Which equation numbers in parentheses appear in the page excerpt below? List each one once, in order of first appearance.

--- Page excerpt ---

To maintain the coherence we will consider (6.18) as the correct solution in the integer order case, for the “below t” situation.

### 6.2.2 The “Above t” Case

We are going to study the derivative using a grid of values above t. We proceed as in the last section. Let $$\Updelta_{{q^{ - 1} }}$$ be the following incremental ratio:
$$\Updelta_{{q^{ - 1} }} f(t) = {\frac{{f(q^{ - 1} t) - f(t)}}{{(q^{ - 1} - 1)t}}}$$
(6.30)
With the convolution (6.5), we can show that
$$\Updelta_{{q^{ - 1} }} f(t) = \left[ {{\frac{\delta (t - q) - \delta (t - 1)}{{(q^{ - 1} - 1)}}}} \right]\nu [t^{ - 1} f(t)]$$
(6.31)
Using the Mellin Transform we obtain:
$${\mathbf{M}}\left[ {\Updelta_{{q^{ - 1} }} f(t)} \right] = {\frac{{q^{ - (s + 1)} - 1}}{{q^{ - 1} - 1}}}F(s + 1)$$
(6.32)
The repeated application of the operator (6.32) leads to:
$${\mathbf{M}}\left[ {\mathop \Updelta \nolimits_{{q^{ - 1} }}^{N} f(t)} \right] = \mathop \Uppi \limits_{i = 1}^{N} {\frac{{q^{ - (s + i)} }}{{q^{ - 1} - 1}}}F(s + N)$$
(6.33)

--- Supplied data ---

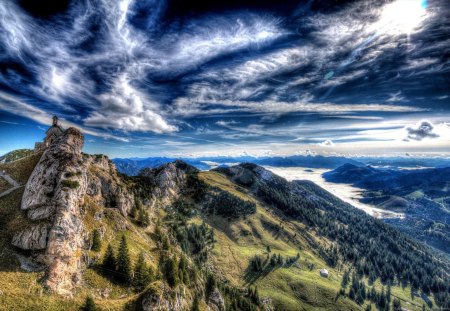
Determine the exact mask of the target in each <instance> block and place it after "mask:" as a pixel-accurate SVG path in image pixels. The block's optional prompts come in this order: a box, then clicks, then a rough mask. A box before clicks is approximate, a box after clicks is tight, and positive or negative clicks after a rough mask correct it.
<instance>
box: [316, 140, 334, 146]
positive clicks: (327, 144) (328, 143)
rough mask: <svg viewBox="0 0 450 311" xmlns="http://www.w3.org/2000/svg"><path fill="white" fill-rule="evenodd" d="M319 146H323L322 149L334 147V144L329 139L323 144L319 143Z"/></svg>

---

■ **Answer for the task**:
(6.18), (6.30), (6.5), (6.31), (6.32), (6.33)